[Opening PASSAGE PROVIDED section]

Background: The sterile alpha motif (Sam) domain is a small helical protein module,
able to undergo homo- and hetero-oligomerization, as well as polymerization, thus forming
different types of protein architectures. A few Sam domains are involved in pathological
processes and consequently, they represent valuable targets for the development of new potential
therapeutic routes. This study intends to collect state-of-the-art knowledge on the different
modes by which Sam domains can favor disease onset and progression.
Methods: This review was build up by searching throughout the literature, for: a) the structural
properties of Sam domains, b) interactions mediated by a Sam module, c) presence of a
Sam domain in proteins relevant for a specific disease.
Results: Sam domains appear crucial in many diseases including cancer, renal disorders, cataracts.
Often pathologies are linked to mutations directly positioned in the Sam domains that
alter their stability and/or affect interactions that are crucial for proper protein functions. In
only a few diseases, the Sam motif plays a kind of "side role" and cooperates to the pathological
event by enhancing the action of a different protein domain.
Conclusion: Considering the many roles of the Sam domain into a significant variety of diseases,
more efforts and novel drug discovery campaigns need to be engaged to find out small
molecules and/or peptides targeting Sam domains. Such compounds may represent the pillars
on which to build novel therapeutic strategies to cure different pathologies.

[Closing PASSAGE PROVIDED section]
[Opening LISTED RECORDS section]

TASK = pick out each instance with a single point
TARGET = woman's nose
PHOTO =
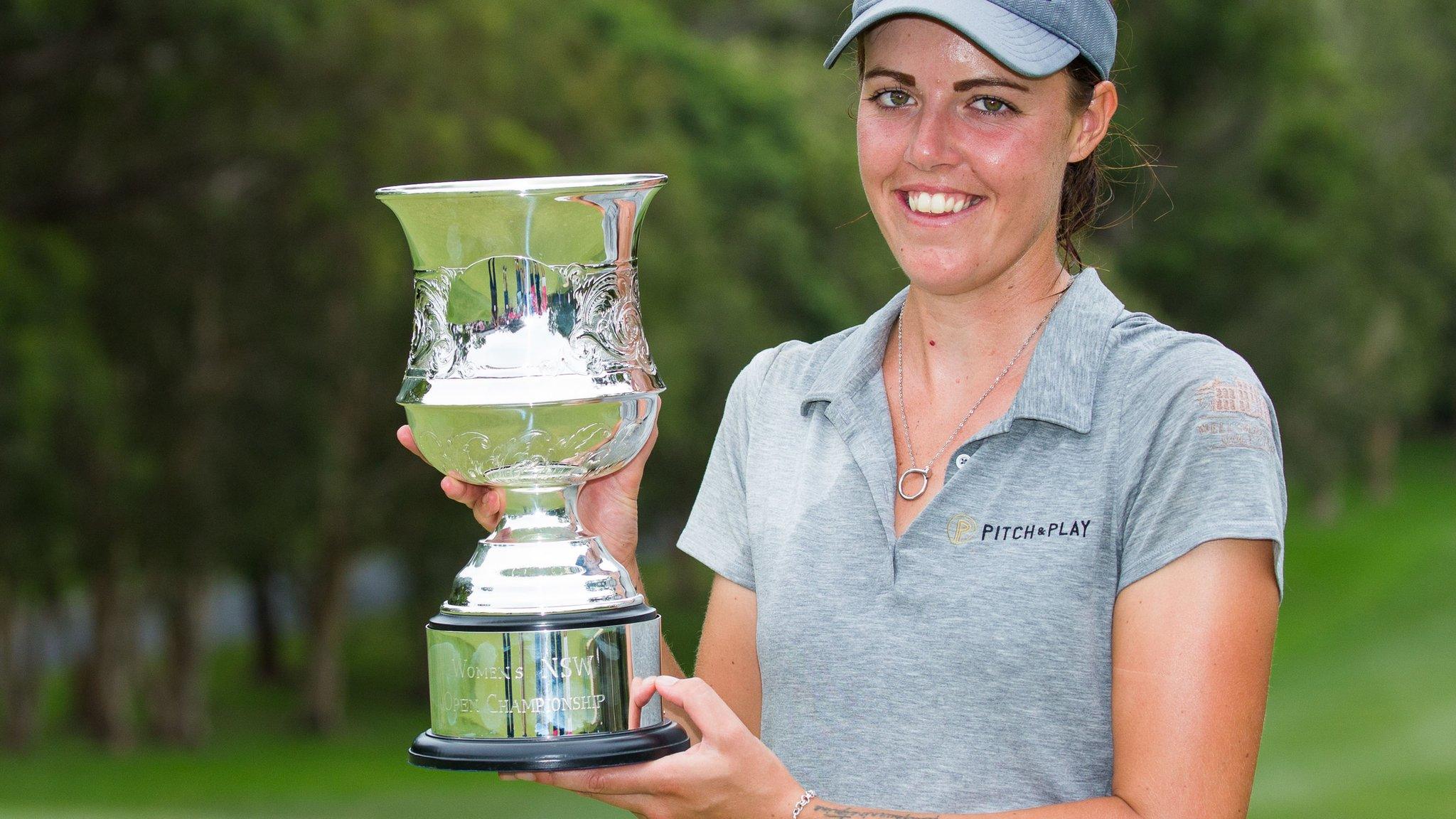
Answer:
(932, 144)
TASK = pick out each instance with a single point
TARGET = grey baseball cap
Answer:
(1034, 38)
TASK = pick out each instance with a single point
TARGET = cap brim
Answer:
(1021, 46)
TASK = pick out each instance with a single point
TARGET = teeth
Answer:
(925, 201)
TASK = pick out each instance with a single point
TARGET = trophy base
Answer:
(550, 754)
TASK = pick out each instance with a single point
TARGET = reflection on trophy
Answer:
(529, 370)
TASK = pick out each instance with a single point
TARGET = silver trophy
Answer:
(529, 370)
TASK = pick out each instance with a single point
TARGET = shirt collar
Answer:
(1060, 378)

[Closing LISTED RECORDS section]

## WORK INSTRUCTION 1
What does the abstract say the sterile alpha motif (Sam) domain is?
## WORK INSTRUCTION 2
Name every disease or disorder that the abstract's Results section gives as one where Sam domains appear crucial.
## WORK INSTRUCTION 3
Put this sentence from the abstract into Spanish: "Sam domains appear crucial in many diseases including cancer, renal disorders, cataracts."
The dataset excerpts are separate material with no link to the abstract.

## EXPECTED OUTPUT 1
A small helical protein module.

## EXPECTED OUTPUT 2
Cancer, renal disorders, cataracts.

## EXPECTED OUTPUT 3
Los dominios Sam parecen cruciales en muchas enfermedades, entre ellas el cáncer, los trastornos renales y las cataratas.